What to do. Each line below has to be output exactly, from first to last.

Saved entries.
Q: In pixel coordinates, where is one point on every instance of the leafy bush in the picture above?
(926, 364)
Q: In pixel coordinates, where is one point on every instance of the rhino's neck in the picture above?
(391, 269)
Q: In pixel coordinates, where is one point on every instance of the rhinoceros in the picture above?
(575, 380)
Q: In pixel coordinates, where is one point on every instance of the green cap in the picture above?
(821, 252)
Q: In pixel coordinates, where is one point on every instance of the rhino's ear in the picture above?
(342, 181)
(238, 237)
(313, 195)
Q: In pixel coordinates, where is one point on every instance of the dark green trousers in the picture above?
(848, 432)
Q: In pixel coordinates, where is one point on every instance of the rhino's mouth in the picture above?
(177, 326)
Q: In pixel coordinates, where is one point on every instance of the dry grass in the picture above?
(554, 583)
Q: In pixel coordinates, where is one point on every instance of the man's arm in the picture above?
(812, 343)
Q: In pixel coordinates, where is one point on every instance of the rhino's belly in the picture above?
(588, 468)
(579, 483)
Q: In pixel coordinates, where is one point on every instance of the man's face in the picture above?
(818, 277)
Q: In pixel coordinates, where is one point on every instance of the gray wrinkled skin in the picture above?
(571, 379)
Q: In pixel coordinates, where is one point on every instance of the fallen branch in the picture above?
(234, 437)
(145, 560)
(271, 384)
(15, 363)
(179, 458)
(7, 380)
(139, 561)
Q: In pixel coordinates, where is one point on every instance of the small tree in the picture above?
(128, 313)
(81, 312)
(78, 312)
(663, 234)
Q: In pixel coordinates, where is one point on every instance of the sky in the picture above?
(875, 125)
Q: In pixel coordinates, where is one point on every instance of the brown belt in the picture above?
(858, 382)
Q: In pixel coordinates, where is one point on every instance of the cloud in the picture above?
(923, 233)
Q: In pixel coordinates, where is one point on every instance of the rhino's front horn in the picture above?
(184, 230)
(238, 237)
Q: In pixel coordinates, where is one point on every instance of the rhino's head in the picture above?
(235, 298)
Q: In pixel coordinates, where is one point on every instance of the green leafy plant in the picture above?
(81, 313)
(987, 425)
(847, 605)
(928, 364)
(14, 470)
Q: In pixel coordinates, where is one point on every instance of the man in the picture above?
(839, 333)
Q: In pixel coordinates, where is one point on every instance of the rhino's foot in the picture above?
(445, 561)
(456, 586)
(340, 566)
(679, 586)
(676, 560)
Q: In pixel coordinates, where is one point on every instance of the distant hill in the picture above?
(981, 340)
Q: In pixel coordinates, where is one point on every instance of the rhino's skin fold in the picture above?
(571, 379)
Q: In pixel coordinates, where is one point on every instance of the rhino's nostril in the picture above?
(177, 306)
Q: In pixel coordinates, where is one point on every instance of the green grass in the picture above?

Result.
Q: In pixel coordinates, where is one point on every instance of the leafy bush in the picture above?
(926, 364)
Q: In pixel coordinates, where is one point on every instance of the rhino's neck in the picture above?
(391, 269)
Q: In pixel coordinates, where is one point on every instance of the rhinoceros in the picture above?
(575, 380)
Q: In pixel coordinates, where is one point on every instance of the green cap in the picture above?
(821, 252)
Q: In pixel coordinates, where is one point on every instance of the rhino's ear in the picture above?
(342, 181)
(238, 237)
(313, 195)
Q: In pixel coordinates, where is one point on every instance of the dark green trousers in the picture above?
(848, 432)
Q: In pixel coordinates, where is one point on every instance of the rhino's mouth in the picture above?
(177, 326)
Q: In pixel coordinates, where is one point on every instance of the dry grass in the picture above?
(554, 583)
Q: In pixel coordinates, where is one point on every instance of the man's arm in the picture above?
(812, 343)
Q: In pixel coordinates, where is one point on every instance of the rhino's belly in the picture above?
(588, 468)
(579, 483)
Q: In pixel coordinates, where is one point on every instance of the man's face in the picture above?
(818, 277)
Q: In pixel coordinates, where is one point on every instance of the gray wrinkled skin in the picture above?
(571, 379)
Q: In pixel coordinates, where is one point on every instance of the fallen branch in the picture above?
(234, 437)
(145, 560)
(271, 384)
(15, 363)
(179, 458)
(7, 380)
(139, 561)
Q: In pixel coordinates, where is one point on every instance of the small tree in the picture above?
(128, 313)
(81, 312)
(78, 312)
(663, 234)
Q: In pixel coordinates, where is one point on every instance of the sky in the picture above?
(875, 125)
Q: In pixel coordinates, where is one point on every instance of the brown belt in the picture above?
(858, 382)
Q: In pixel coordinates, where is one point on every instance of the cloud in the picture above?
(923, 233)
Q: In pixel coordinates, where is one point on every instance of the rhino's front horn in the picture above?
(184, 230)
(238, 237)
Q: In pixel coordinates, where is one point on every instance of the rhino's head in the picture above?
(235, 298)
Q: In pixel coordinates, where is one point on every instance of the green leafy plant in the picture above?
(81, 313)
(987, 425)
(847, 605)
(928, 364)
(14, 470)
Q: In pixel coordinates, where is one point on every instance of the man in the picture above?
(839, 333)
Q: In pixel coordinates, where is one point on every instance of the rhino's foot in the picture above?
(445, 561)
(456, 586)
(340, 566)
(679, 586)
(676, 560)
Q: In pixel coordinates, where is one point on every instance of the distant hill in the picture above?
(981, 340)
Q: In pixel coordinates, where is one point on every instance of the rhino's skin fold in the picture above?
(571, 379)
Q: In pixel coordinates, where is one point on every instance of the rhino's nostril in the picture above?
(177, 306)
Q: In pixel coordinates, where is one point on every instance of the green grass in the picture above?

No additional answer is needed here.